» **TASK PROMPT**: Where a line has odd spacing or punctuation, keep it; transcribe all the entries exactly.

-*-*-

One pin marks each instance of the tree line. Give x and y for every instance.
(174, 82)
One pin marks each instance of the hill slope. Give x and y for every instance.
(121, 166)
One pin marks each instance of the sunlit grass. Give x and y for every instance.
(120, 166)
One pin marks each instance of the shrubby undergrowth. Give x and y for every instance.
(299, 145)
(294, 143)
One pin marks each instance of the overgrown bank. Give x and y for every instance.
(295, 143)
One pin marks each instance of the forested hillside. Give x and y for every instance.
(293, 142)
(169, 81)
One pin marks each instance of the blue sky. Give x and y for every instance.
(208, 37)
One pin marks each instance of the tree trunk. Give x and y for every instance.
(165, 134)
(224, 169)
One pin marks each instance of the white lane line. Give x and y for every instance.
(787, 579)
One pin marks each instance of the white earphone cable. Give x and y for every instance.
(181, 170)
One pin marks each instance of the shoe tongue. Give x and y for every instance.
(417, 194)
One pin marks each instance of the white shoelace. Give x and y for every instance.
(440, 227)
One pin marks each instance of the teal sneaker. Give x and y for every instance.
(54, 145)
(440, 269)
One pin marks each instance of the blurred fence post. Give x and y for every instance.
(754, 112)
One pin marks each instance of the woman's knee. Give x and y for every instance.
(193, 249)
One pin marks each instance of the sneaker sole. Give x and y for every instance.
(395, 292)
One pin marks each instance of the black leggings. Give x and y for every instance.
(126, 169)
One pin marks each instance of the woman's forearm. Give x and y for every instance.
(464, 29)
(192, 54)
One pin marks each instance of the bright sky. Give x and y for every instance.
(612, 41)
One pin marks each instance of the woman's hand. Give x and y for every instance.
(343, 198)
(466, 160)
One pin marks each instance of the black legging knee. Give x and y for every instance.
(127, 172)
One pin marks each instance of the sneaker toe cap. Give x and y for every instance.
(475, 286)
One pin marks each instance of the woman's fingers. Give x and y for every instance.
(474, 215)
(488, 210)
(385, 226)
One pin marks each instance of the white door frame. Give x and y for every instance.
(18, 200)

-*-*-

» **SOLUTION BELOW**:
One pin marks each instance of the tree line. Give x and y for every instance.
(174, 82)
One pin marks each instance of the hill slope. Give x and y for every instance.
(121, 166)
One pin marks each instance of the sunlit grass. Give x and y for every instance.
(120, 166)
One pin marks each instance of the shrubby undergrowth. Give x and y for every instance.
(299, 145)
(294, 143)
One pin marks each instance of the overgrown bank. Give x and y for every instance.
(295, 143)
One pin marks each instance of the forested hillside. Give x and y for every instance.
(293, 142)
(169, 81)
One pin marks each instance of the blue sky. Give x and y for every instance.
(208, 37)
One pin marks each instance of the tree trunk. Give x and y for every instance.
(165, 134)
(224, 169)
One pin marks each instance of the white lane line. Give x and y for every instance.
(787, 579)
One pin marks each instance of the white earphone cable. Give x and y for every instance.
(181, 170)
One pin marks each instance of the shoe tongue. Give x and y for every instance.
(417, 194)
One pin marks each instance of the white shoelace. Give x and y for every instance.
(440, 227)
One pin marks each instance of the teal sneaker. Give x and y for every instance.
(54, 145)
(440, 269)
One pin marks each instance of the blurred fence post. Give x and y for every instance.
(754, 112)
One pin marks each instance of the woman's knee. Give x and y for every instance.
(193, 249)
One pin marks each instance of the sneaker sole. Give x and y for every instance.
(395, 292)
One pin marks each instance of the black leggings. Give x and y for every instance.
(126, 169)
One pin marks each instance of the woman's forearm. Give x and y for every instance.
(464, 29)
(192, 54)
One pin marks each instance of the bright sky. Give x and y for every instance.
(612, 41)
One pin marks each instance of the woman's hand. Give x and y for every instance.
(343, 198)
(466, 160)
One pin marks each instance of the black legging knee. Give x and y for every instance.
(127, 172)
One pin marks each instance of the sneaker toe cap. Give x and y for every instance.
(475, 286)
One pin marks each instance of the woman's fingers. Give x and y for every instance.
(474, 215)
(488, 210)
(385, 226)
One pin marks each instance of the white door frame. Give x and y for every instance.
(18, 200)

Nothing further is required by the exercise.